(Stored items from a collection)
== Segment start ==
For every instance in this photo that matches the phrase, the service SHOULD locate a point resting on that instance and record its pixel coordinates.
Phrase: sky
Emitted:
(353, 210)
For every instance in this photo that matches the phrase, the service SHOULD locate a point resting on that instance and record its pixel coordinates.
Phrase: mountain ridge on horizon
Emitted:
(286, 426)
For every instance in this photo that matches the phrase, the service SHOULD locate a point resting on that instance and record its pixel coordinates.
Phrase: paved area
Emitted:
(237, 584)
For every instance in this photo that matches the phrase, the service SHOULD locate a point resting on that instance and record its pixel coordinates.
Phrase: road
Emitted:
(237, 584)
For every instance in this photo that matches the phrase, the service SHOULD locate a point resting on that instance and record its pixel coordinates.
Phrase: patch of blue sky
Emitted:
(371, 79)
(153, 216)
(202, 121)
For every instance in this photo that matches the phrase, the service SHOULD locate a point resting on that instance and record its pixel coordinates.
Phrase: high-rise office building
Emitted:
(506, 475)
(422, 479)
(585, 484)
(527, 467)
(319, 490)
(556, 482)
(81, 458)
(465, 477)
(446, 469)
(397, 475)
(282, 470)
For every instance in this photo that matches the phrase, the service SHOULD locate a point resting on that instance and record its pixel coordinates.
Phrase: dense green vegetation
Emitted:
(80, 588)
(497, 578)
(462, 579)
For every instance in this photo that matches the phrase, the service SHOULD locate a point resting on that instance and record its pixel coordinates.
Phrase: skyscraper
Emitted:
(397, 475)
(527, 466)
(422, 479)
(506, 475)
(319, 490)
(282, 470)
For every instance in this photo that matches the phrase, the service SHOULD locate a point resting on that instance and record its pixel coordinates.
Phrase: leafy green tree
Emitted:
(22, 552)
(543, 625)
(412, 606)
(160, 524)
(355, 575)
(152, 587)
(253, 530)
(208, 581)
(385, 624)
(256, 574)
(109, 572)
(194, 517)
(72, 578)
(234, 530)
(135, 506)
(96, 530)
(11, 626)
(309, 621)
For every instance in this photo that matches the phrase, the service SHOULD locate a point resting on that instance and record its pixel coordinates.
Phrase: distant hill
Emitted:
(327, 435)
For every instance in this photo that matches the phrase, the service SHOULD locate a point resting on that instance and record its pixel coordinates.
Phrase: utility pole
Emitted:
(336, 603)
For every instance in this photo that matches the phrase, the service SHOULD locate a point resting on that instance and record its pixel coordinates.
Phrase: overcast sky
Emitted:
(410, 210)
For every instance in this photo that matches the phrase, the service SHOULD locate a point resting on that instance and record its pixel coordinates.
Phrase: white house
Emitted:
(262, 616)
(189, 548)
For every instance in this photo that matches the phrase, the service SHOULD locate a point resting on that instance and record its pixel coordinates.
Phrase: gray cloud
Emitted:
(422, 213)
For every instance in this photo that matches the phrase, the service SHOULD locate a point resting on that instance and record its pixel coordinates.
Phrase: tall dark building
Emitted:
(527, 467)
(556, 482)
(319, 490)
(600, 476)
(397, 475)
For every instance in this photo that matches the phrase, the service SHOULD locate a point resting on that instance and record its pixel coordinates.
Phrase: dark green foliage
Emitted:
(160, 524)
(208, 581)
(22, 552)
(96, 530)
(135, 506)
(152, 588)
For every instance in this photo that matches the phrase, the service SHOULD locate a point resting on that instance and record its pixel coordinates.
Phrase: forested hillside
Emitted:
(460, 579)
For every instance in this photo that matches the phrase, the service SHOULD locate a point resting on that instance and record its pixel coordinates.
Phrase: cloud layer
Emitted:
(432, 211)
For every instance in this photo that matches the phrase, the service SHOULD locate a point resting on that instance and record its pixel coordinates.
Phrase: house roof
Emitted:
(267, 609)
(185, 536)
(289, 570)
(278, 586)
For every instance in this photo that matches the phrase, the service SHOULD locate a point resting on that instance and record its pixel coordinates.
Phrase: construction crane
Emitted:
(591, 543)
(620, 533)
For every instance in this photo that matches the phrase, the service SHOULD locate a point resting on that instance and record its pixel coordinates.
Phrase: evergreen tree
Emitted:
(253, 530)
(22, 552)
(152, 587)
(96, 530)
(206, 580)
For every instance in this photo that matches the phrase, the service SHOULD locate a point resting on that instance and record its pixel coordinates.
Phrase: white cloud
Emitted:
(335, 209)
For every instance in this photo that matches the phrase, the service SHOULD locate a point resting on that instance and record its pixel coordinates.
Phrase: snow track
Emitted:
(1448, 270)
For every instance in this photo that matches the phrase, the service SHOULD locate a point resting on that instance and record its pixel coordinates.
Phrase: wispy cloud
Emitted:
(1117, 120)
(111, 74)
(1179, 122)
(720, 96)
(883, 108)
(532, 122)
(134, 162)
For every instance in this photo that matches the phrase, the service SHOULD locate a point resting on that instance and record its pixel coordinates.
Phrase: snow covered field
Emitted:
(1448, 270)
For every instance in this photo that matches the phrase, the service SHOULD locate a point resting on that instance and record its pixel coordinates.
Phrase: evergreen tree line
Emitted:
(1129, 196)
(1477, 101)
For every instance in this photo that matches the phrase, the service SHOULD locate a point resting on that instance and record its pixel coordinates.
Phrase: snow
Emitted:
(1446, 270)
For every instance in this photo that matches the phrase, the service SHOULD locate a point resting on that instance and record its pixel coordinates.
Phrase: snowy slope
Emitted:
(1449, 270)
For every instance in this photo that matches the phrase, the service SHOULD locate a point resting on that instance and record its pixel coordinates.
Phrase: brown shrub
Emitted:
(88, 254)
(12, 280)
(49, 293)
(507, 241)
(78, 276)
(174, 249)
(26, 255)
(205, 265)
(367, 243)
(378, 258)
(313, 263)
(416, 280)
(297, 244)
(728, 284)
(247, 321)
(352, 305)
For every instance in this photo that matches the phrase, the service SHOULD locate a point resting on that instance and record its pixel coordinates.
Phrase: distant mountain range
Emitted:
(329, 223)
== Segment end ==
▸ **Task goal**:
The records above should be restated word for word, please.

▸ **Answer to the exercise**:
For every instance in this photo that matches the phrase, the service SHOULD locate a point resting on that instance and record its pixel coordinates.
Phrase: sky
Emitted:
(353, 210)
For every instance in this photo that matches the phrase, the service SHOULD locate a point resting on that instance and record its pixel coordinates.
Phrase: mountain ridge on horizon
Emitted:
(286, 426)
For every instance in this photo that matches the phrase, the service SHOULD locate a point resting on that instance and record its pixel coordinates.
Phrase: paved area
Emitted:
(237, 584)
For every instance in this photo that matches the phrase, the service SHOULD locate a point resting on that instance and record its pixel coordinates.
Phrase: road
Emitted:
(237, 584)
For every instance in this photo that matches the phrase, the service SHOULD locate a point resting on that instance and record its pixel coordinates.
Phrase: patch of blue sky
Emitted:
(371, 79)
(153, 216)
(202, 121)
For every instance in this photo that matches the phrase, the service SHOULD locate a point resting on that instance and record its pixel coordinates.
Phrase: high-rise office building
Emitted:
(506, 475)
(422, 479)
(585, 484)
(527, 467)
(319, 490)
(556, 482)
(81, 458)
(465, 477)
(446, 469)
(397, 475)
(282, 470)
For every instance in this photo that matches the phrase, the service SHOULD locate a point resting on that instance and record its pixel coordinates.
Phrase: dense green vegetation
Emitted:
(80, 588)
(497, 578)
(462, 579)
For every instance in this photo that matches the phrase, the service SHOULD locate a point resting on that instance and record its pixel coordinates.
Phrase: skyscraper
Emitted:
(397, 475)
(527, 466)
(422, 479)
(506, 475)
(319, 490)
(282, 470)
For every instance in this photo that matches the phrase, the service SHOULD locate a point resting on that instance and record its pixel coordinates.
Phrase: leafy green tree
Emitted:
(22, 552)
(543, 625)
(412, 606)
(160, 524)
(355, 575)
(152, 587)
(253, 530)
(208, 581)
(385, 624)
(256, 574)
(109, 572)
(194, 517)
(72, 578)
(234, 530)
(135, 506)
(96, 530)
(11, 626)
(309, 621)
For every instance in this photo that matches the phrase, the service SHOULD locate a point resting on that instance and record its pixel coordinates.
Phrase: distant hill
Emitted:
(327, 435)
For every instance in this photo that matches the phrase, the service SHOULD locate a point resting on that instance and record its pixel coordinates.
Phrase: utility pole
Emitted:
(336, 603)
For every instance in this photo that matches the phrase, the service SHOULD locate a point resting on that instance and record its pixel coordinates.
Phrase: overcast sky
Emitted:
(410, 210)
For every instance in this photo that matches the phrase, the service SHOULD locate a point resting on that instance and record its pixel coordinates.
Phrase: white house
Emitted:
(262, 616)
(189, 548)
For every instance in this photo that matches the phrase, the service SHOULD locate a point resting on that instance and record its pixel coordinates.
Phrase: gray cloud
Emitted:
(422, 213)
For every instance in this photo that matches the phrase, the service SHOULD locate a point resting on that instance and record its pixel coordinates.
Phrase: tall dark building
Emitted:
(527, 467)
(556, 482)
(319, 490)
(600, 476)
(397, 475)
For every instance in this photo that matches the phrase, the service SHOULD locate a point resting on that instance and record its pixel coordinates.
Phrase: dark green foliage
Emitted:
(160, 524)
(208, 581)
(22, 552)
(96, 530)
(135, 506)
(152, 588)
For every instance in this photo that matches the phrase, the service SHOULD locate a point resting on that instance and record its pixel coordinates.
Phrase: forested hillside
Emitted:
(460, 579)
For every instance in this photo that matches the phrase, the service SHOULD locate a point resting on that instance and record its pixel coordinates.
Phrase: cloud layer
Emitted:
(432, 211)
For every instance in this photo that matches the phrase, the service SHOULD locate a point resting on that instance and record its pixel coordinates.
Phrase: house roof
Emitted:
(267, 609)
(185, 536)
(289, 570)
(278, 586)
For every instance in this photo that matches the phrase, the service SHOULD locate a point resting on that instance and record its pixel coordinates.
Phrase: construction crane
Emitted:
(591, 543)
(620, 533)
For every instance in this photo that matches the phrase, the service SHOULD locate a point resting on that instance and record its pixel coordinates.
Phrase: evergreen tree
Emitted:
(253, 530)
(22, 552)
(152, 587)
(96, 530)
(206, 580)
For every instance in this photo that matches the phrase, the service SHOULD locate a point resting on that instance and record its pixel coordinates.
Phrase: white cloud
Emitted:
(335, 209)
For every instance in this photo that matches the phrase, the service SHOULD locate a point resting on that instance and record its pixel coordinates.
Phrase: snow track
Emitted:
(1448, 270)
For every instance in this photo that matches the phrase, the service SHOULD locate a point resting on that instance and record its pixel coordinates.
Phrase: wispy cloud
Emitted:
(1117, 120)
(111, 74)
(1179, 122)
(720, 96)
(883, 108)
(532, 122)
(134, 162)
For every instance in this photo that matches the phrase, the service SHOULD locate a point resting on that instance and record its pixel coordinates.
Phrase: snow covered field
Emitted:
(1448, 270)
For every instance in this photo that matches the phrase, the service SHOULD locate a point resting on that instance and record its pixel coordinates.
Phrase: evergreen tree line
Emitted:
(1129, 196)
(1477, 101)
For every instance in this photo that matches the phrase, the service SHOULD locate a point resting on that instance and record its pixel coordinates.
Phrase: snow
Emitted:
(1446, 270)
For every instance in this photo that matches the phrase, the service SHOULD locate a point resting on that instance and record its pixel coordinates.
Phrase: snowy slope
Emitted:
(1449, 270)
For every instance in this photo that matches the phrase, the service SHOULD locate a point resting on that instance and record its pixel coordinates.
Phrase: brown shrub
Emitted:
(88, 254)
(12, 280)
(49, 293)
(507, 241)
(78, 276)
(174, 249)
(26, 255)
(205, 265)
(367, 243)
(378, 258)
(313, 263)
(416, 280)
(297, 244)
(728, 284)
(247, 321)
(352, 305)
For every instance in this photo that matches the phrase, the service SHOULD locate a point resting on that instance and record its pixel coordinates.
Phrase: distant mountain range
Emitted:
(329, 223)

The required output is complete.